#### SOURCE
NCIA JISR support NATO Biometrics and Identity Intelligence during Exercise Northern Spirit 2025


From 8 to 24 September 2025, NATO Communications and Information Agency (NCIA) Subject Matter Experts from the Joint Intelligence, Surveillance and Reconnaissance (JISR) Centre led and supported the annual exercise Northern Spirit 2025 (NOSP25). The exercise, organized and executed by NCIA, with the operational support received from Supreme Headquarters Allied Powers Europe (SHAPE), tests the technical and operational interoperability of biometrics and provides identity intelligence (I2) in a crisis-simulated scenario.


Northern Spirit is designed to support biometric data exchange and NATO standards interoperability, perform I2 analysis from biometric matches to identify anonymous threats, and demonstrate the value of I2 and biometrics to the operational community. As of 2025, the focus for the NOSP exercise has changed towards supporting intelligence collective training in order to promote the reciprocal benefits and to further develop the synergy between these two domains within the larger context of joint ISR.

NCIA JISR support NATO Biometrics and Identity Intelligence during Exercise Northern Spirit 2025

To support the planning phase, NCIA’s JISR Centre was responsible for organizing the planning conferences and scripting workshops as well as preparing the exercise set-up, scenario, communication and information systems (CIS) configuration and liaising with the Host Nation. For the execution, NCIA ensured that the exercise ran smoothly, provided the leadership and supervised the delivery of training in order to be certain that the training objectives were met.

“Ultimately, biometrics and I2 are designed to deny the enemy anonymity. These capabilities can help answer ‘who’-related intelligence collection requirements to discover threat identities, attribute those identities to places and events, and to associate those identities to other threat actors, thereby illuminating a threat network that can be shared across the Alliance in order to enhance our security,” illustrated Lieutenant Commander Clement Herron, Deputy Exercise Director from SHAPE.

In addition to leading the exercise, the JISR team provided functional support and training for several operational systems which assisted the planning, preparation and execution. This included tools and capabilities which share biometric data between Nations, support the intelligence collection process and provide analysts with a wider intelligence perspective.

Region labeling records:
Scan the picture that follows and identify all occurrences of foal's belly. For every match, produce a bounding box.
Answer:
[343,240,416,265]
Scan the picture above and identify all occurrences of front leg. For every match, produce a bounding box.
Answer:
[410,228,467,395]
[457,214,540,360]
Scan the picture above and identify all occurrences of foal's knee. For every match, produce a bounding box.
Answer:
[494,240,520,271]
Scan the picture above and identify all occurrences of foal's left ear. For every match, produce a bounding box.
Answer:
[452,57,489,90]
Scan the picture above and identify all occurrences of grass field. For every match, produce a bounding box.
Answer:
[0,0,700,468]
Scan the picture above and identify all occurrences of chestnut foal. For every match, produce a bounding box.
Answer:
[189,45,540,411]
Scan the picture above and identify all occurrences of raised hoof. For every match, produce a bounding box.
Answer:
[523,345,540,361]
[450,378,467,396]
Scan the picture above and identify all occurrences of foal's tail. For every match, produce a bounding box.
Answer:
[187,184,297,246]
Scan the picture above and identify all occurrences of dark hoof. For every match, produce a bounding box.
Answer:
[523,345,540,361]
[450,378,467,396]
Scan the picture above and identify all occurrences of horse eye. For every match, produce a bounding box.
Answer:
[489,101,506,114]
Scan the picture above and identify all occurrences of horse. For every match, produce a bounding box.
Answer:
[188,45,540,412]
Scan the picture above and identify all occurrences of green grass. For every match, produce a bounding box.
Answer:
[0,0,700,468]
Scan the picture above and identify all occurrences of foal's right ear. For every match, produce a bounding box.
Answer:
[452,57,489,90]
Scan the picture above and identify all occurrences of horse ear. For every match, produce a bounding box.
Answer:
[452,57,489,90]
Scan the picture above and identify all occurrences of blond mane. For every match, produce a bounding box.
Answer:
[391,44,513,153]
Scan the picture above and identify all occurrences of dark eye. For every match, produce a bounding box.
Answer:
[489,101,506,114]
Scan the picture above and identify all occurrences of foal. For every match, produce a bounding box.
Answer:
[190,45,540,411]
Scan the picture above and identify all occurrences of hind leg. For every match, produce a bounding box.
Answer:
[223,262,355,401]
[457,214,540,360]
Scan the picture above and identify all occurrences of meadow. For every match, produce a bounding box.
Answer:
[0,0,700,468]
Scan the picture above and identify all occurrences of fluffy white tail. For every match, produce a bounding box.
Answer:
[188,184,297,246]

#### DIRECTION 1
Quote the Northern Spirit article from "To support the" up to and including "objectives were met.".
#### DIRECTION 2
Pull out every line of the entries that contains the string "horse". Case counts.
The Northern Spirit article has no connection to the entries.

#### TASK OUTPUT 1
To support the planning phase, NCIA’s JISR Centre was responsible for organizing the planning conferences and scripting workshops as well as preparing the exercise set-up, scenario, communication and information systems (CIS) configuration and liaising with the Host Nation. For the execution, NCIA ensured that the exercise ran smoothly, provided the leadership and supervised the delivery of training in order to be certain that the training objectives were met.

#### TASK OUTPUT 2
Scan the picture above and identify all occurrences of horse eye. For every match, produce a bounding box.
Scan the picture above and identify all occurrences of horse. For every match, produce a bounding box.
Scan the picture above and identify all occurrences of horse ear. For every match, produce a bounding box.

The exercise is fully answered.